Watch one video about PCs and YT will spam your recommendations with Linus Tech Tips pulling childish faces till the end of time. Same goes for Videogames and PewDiePie, Minecrafters or whatever.

Blocking the users has no effect on the algorithm.

"I also hate the suggestions and that I can't edit them and ban them."

If you thumb down a suggestion it will usually disappear from the suggestions list. Also, if you keep getting suggestions based on something watched that you didn't like, you can edit you viewing history and remove it.

I see this was downvoted, not clear why.

Let me point out that a video store telling someone what videos you rented was outlawed

https://en.wikipedia.org/wiki/Video_Privacy_Protection_Act

In other words, I'm not the only person who thinks others shouldn't be able to know your video watching history.

I'd personally like to see it outlawed that sharing a profile of your video watching history also be outlawed. In other words, while the law above is about the actual movies I don't want Netflix (or any other company) to be able to share even the type of movie. It's one thing for Netflix to use that data to recommend movies. It's another for Netflix to be able to sell a profile of me (likes action movies) or likes (likes sexploitation movies) or (likes movies with LGBT themes).

That last one I think really makes the point clear. Netflix should not be able to out you to other companies and that means it should be illegal for them to share your profile even if it doesn't include your actual watching history.

I'd argue the same should be true for Google. They should probably be allowed to profile you and then let advertises say "I would like to target my ads to people who fit profiles X, Y, and Z" but Google should not be allowed to share that profile outside of Google.

I wonder where the $20B figure came from, Google finance says that they only have about $3 billion in debt. https://www.google.com/finance?q=NASDAQ%3ANFLX&fstype=ii&ei=... $3B looks sustainable given their net annual income of $200 million but $20B does not - Especially with interest rates going up again.

Whenever I read about a software company needing that kind of money though, I often wonder why... Especially when I also hear stories about companies like Whatsapp and Instagram being able to scale their businesses to hundreds of millions of users using very small engineering teams and advertising budgets.

I've had a recurring thoughts that maybe big tech companies are conspiring together to hire as many software engineers as possible to make sure that those engineers don't have any time to build competing products. Software engineering talent is thus an artificially created scarcity. If that's the case then I don't think that is sustainable.

If they have some 100M+ subscribers, wouldn't their net income be at least 600M * 12 = 7.2B? Given around $6 per subscriber per month?
That would be gross income, net income is income after all costs have been deducted. That would indicate that their annual costs are ~$7B, most of which probably goes towards producing new shows and licensing existing ones.
Actually, 7.2 Billion is the revenue.

Gross Income is Revenue minus Direct Costs, while Net income is Revenue minus All Costs

They won't tell how many of those are free trial users who keep rotating in assumingly very high numbers..
> Whenever I read about a software company needing that kind of money though, I often wonder why

Netflix is a software company just as much as Tesla is a software company. You realise Netflix pays billions each year in licensing fees and production costs for originals?

Also, whenever Netflix spends money to produce content they are creating IP assets that are much closer to fungibility than any IP most software companies ever create. A bank will be much more willing to consider the rights to the House of Cards remake as a collateral than your awesome build configurations, an in-house web framework or even the entirety of the Oracle RDBMS sources.

Prompt a =
Answer these questions about the comment thread:
(i) What usually happens when you thumb down a suggestion?
(ii) What price per subscriber per month is assumed in the income estimate?
(iii) Which two companies are named as scaling to hundreds of millions of users with very small engineering teams?

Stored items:
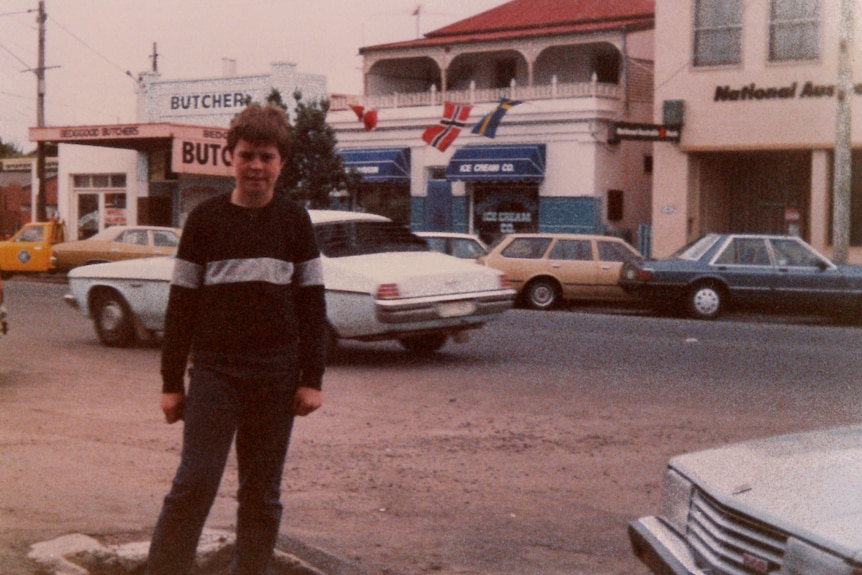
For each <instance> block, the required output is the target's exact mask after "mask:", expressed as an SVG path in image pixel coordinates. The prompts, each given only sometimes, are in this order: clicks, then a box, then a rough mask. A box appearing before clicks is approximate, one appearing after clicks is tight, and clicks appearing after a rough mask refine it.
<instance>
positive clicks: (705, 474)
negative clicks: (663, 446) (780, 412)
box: [629, 426, 862, 575]
mask: <svg viewBox="0 0 862 575" xmlns="http://www.w3.org/2000/svg"><path fill="white" fill-rule="evenodd" d="M664 484H665V488H664V501H663V504H662V514H661V515H651V516H646V517H641V518H640V519H638V520H636V521H632V522H631V523H629V539H630V541H631V544H632V549H633V551H634V553H635V555H636V556H637V557H638V558H639V559H641V560H642V561H643V562H644V563H645V564H646V565H647V566H648V567H649V568H650V569H651V570H652V571H653V572H654V573H657V574H662V575H664V574H669V573H672V574H674V575H704V574H707V573H708V574H710V575H767V574H770V573H772V574H774V575H791V574H799V575H803V574H810V575H815V574H816V575H854V574H856V573H862V497H860V493H862V427H859V426H853V427H841V428H835V429H827V430H820V431H812V432H807V433H797V434H793V435H782V436H778V437H772V438H768V439H762V440H757V441H750V442H745V443H737V444H732V445H726V446H721V447H716V448H713V449H708V450H704V451H697V452H693V453H686V454H683V455H679V456H676V457H674V458H672V459H671V460H670V462H669V463H668V466H667V469H666V471H665V479H664Z"/></svg>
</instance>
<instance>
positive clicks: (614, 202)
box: [608, 190, 623, 222]
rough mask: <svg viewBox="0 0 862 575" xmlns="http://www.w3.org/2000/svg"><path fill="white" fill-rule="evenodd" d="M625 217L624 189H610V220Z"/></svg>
mask: <svg viewBox="0 0 862 575" xmlns="http://www.w3.org/2000/svg"><path fill="white" fill-rule="evenodd" d="M621 219H623V191H622V190H608V221H609V222H618V221H620V220H621Z"/></svg>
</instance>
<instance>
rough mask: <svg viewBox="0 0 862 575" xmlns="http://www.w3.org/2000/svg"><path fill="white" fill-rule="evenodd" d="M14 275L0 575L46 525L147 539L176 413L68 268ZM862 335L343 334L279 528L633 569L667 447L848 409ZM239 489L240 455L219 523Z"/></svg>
mask: <svg viewBox="0 0 862 575" xmlns="http://www.w3.org/2000/svg"><path fill="white" fill-rule="evenodd" d="M6 290H7V305H8V307H9V311H10V316H9V320H10V327H11V333H10V334H9V335H7V336H6V337H4V338H3V339H0V470H2V471H0V573H3V574H4V575H33V574H35V573H36V572H35V571H33V567H32V566H31V565H29V564H28V563H27V562H26V561H25V560H24V559H22V557H24V555H26V551H27V548H28V546H29V545H30V544H32V543H34V542H37V541H43V540H46V539H51V538H54V537H57V536H59V535H64V534H68V533H75V532H80V533H87V534H94V535H99V536H101V537H111V536H120V535H121V536H123V537H129V536H140V537H142V538H146V537H148V535H149V533H150V531H151V529H152V526H153V524H154V523H155V519H156V515H157V513H158V510H159V507H160V504H161V498H162V497H163V496H164V493H165V492H166V490H167V488H168V485H169V482H170V479H171V477H172V474H173V471H174V469H175V466H176V463H177V456H178V448H179V434H180V431H181V428H180V427H179V426H167V425H165V424H164V423H163V422H162V421H161V419H160V415H161V414H160V413H159V412H158V393H159V377H158V348H157V347H156V346H153V345H150V346H142V347H138V348H132V349H123V350H118V349H106V348H103V347H101V346H100V345H99V344H98V342H97V340H96V336H95V333H94V331H93V329H92V325H91V323H90V322H89V321H87V320H85V319H83V318H81V317H79V316H78V315H77V314H76V313H75V312H74V311H73V310H71V309H70V308H68V307H67V306H66V305H65V304H64V303H63V302H62V301H61V299H60V298H61V296H62V294H63V293H64V291H65V287H64V286H63V285H62V284H51V283H35V282H30V281H23V280H20V279H13V280H11V281H9V282H7V283H6ZM860 349H862V328H854V327H836V326H831V325H828V324H825V323H823V322H821V321H819V320H816V319H811V318H804V319H799V318H794V319H793V320H786V319H784V318H774V317H756V316H751V315H745V316H733V317H731V318H728V319H726V320H723V321H717V322H700V321H693V320H680V319H669V318H656V317H650V316H649V315H645V314H643V313H639V312H636V311H627V310H617V309H595V308H590V309H588V310H580V309H572V310H565V311H557V312H550V313H541V312H530V311H525V310H515V311H513V312H510V313H508V314H507V315H506V316H505V317H504V318H503V319H501V320H500V321H498V322H495V323H493V324H491V325H489V326H487V327H486V328H485V329H484V330H482V331H481V332H479V333H477V334H476V335H475V336H474V337H473V338H472V339H471V341H469V342H467V343H465V344H461V345H456V344H451V343H450V344H449V345H448V346H447V347H446V348H444V350H443V352H442V353H440V354H438V355H436V356H435V357H433V358H430V359H421V360H420V359H412V358H410V357H408V356H407V355H406V354H405V353H404V352H403V351H402V350H401V349H400V348H399V347H398V346H396V345H392V344H374V345H363V344H348V345H345V346H344V347H343V350H342V353H341V357H340V358H339V359H338V361H336V362H335V363H334V364H332V365H331V366H330V367H329V368H328V370H327V376H326V380H325V386H326V387H325V401H326V404H325V407H324V409H323V410H322V411H321V412H319V413H317V414H314V415H313V416H312V417H310V418H308V419H307V420H304V421H302V422H301V423H300V424H299V425H298V426H297V429H296V432H295V436H294V441H293V443H292V445H291V454H290V456H289V461H288V464H287V468H286V476H285V483H284V497H283V501H284V503H285V516H284V519H283V522H282V532H283V533H285V534H287V535H289V536H291V537H295V538H296V539H298V540H300V541H303V542H306V543H308V544H310V545H314V546H317V547H319V548H322V549H325V550H327V551H328V552H331V553H333V554H335V555H337V556H339V557H342V558H344V559H346V560H348V561H351V562H354V563H355V564H356V565H359V566H361V567H363V568H364V569H366V570H367V571H368V572H369V573H390V574H404V575H406V574H408V573H410V574H413V573H443V574H452V575H455V574H459V575H460V574H476V575H499V574H500V573H516V574H548V575H557V574H559V575H563V574H567V575H571V574H573V573H596V574H599V575H610V574H623V573H629V574H631V573H635V574H645V573H646V571H645V569H644V568H643V567H642V566H641V565H640V564H639V563H638V562H637V561H636V560H635V559H634V558H633V557H632V555H631V553H630V551H629V547H628V541H627V539H626V533H625V526H626V523H627V521H629V520H631V519H633V518H636V517H638V516H641V515H644V514H650V513H654V512H656V511H657V510H658V507H659V501H660V497H661V481H662V473H663V467H664V463H665V461H666V460H667V458H668V457H670V456H671V455H673V454H676V453H680V452H683V451H689V450H692V449H698V448H703V447H708V446H711V445H718V444H722V443H726V442H729V441H736V440H741V439H745V438H751V437H762V436H766V435H772V434H775V433H780V432H789V431H801V430H806V429H812V428H815V427H825V426H832V425H840V424H845V423H855V422H858V421H859V420H860V412H862V401H860V400H862V389H860V385H859V375H860V360H862V355H860ZM230 465H231V466H232V465H233V462H231V464H230ZM235 489H236V484H235V469H234V468H233V467H231V468H229V469H228V471H227V473H226V476H225V481H224V483H223V486H222V491H221V492H220V497H219V500H218V501H217V503H216V506H215V508H214V509H213V513H212V515H211V519H210V526H212V527H216V528H227V529H230V528H232V526H233V523H234V515H233V514H234V498H233V493H234V492H235Z"/></svg>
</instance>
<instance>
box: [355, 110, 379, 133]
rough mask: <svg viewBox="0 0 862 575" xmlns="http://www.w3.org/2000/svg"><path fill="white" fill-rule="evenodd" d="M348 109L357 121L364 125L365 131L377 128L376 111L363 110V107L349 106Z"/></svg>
mask: <svg viewBox="0 0 862 575" xmlns="http://www.w3.org/2000/svg"><path fill="white" fill-rule="evenodd" d="M350 109H351V110H353V113H354V114H356V117H357V118H359V121H360V122H362V123H363V124H365V131H366V132H370V131H371V130H373V129H374V128H376V127H377V110H367V111H366V110H365V108H364V107H363V106H357V105H355V104H350Z"/></svg>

Prompt b =
State how many lines of the records contain the string "clicks". Case counts, so give only the number.

Final answer a =
(i) It usually disappears from the suggestions list.
(ii) Around $6.
(iii) Whatsapp and Instagram.

Final answer b =
4